### DIRECTIVE
Copy out every line of the entries below that contains the word "open". Case counts.

### INFORMATION SHOWN
* * * * *

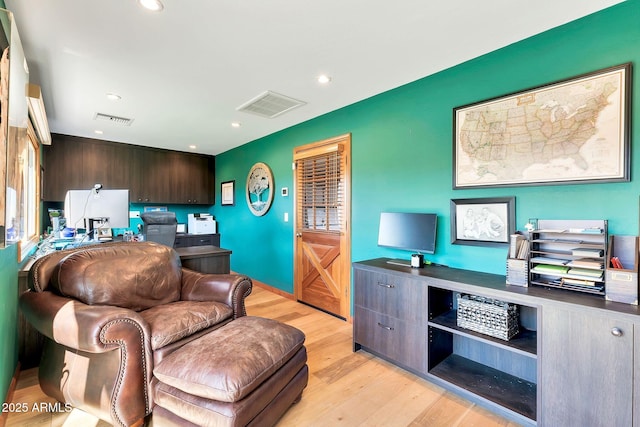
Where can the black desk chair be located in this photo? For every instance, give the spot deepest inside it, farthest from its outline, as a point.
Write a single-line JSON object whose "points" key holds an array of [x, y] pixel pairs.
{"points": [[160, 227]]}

* * * * *

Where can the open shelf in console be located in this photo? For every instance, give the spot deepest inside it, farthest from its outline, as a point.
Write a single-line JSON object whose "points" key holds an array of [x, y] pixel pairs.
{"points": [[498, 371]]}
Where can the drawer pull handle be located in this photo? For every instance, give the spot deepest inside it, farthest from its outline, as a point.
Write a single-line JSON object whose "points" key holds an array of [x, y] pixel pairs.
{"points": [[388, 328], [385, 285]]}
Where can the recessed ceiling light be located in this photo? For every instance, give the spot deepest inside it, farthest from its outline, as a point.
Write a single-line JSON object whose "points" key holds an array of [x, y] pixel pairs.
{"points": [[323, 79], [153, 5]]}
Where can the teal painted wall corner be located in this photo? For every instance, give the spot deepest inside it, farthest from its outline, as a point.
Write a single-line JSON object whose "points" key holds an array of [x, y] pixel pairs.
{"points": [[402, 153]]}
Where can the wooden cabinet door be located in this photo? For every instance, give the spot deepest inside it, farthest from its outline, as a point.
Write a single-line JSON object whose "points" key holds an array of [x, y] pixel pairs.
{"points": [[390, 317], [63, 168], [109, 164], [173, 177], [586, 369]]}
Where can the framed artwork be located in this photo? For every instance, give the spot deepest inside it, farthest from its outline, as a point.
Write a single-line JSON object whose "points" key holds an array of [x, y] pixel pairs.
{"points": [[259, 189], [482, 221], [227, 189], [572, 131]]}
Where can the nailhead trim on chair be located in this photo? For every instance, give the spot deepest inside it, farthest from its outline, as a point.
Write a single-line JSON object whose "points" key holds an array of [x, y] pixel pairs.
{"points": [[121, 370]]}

* * * * *

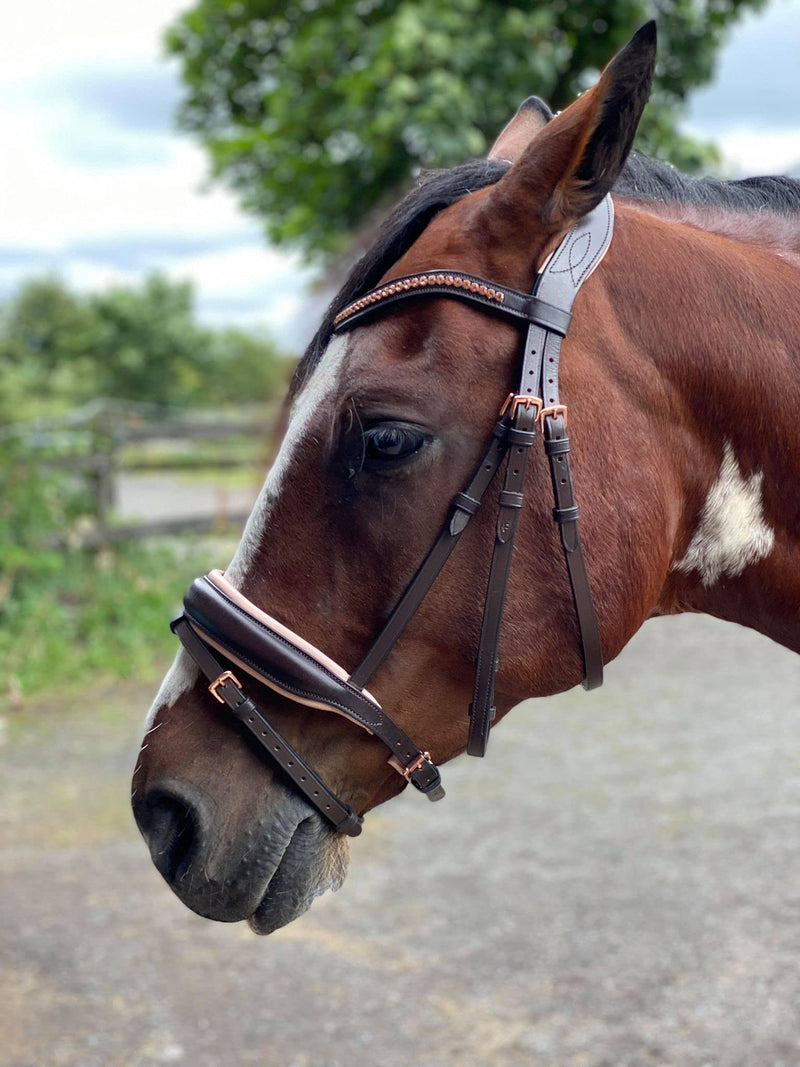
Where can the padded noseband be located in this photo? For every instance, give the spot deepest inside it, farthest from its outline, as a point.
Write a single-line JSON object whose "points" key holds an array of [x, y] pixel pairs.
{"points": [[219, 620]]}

* * * * *

### RESPONSE BELOW
Where can the open shelf in console be located in this photo? For every instance, give the spot deepest inside it, farthest from its outline, as a point.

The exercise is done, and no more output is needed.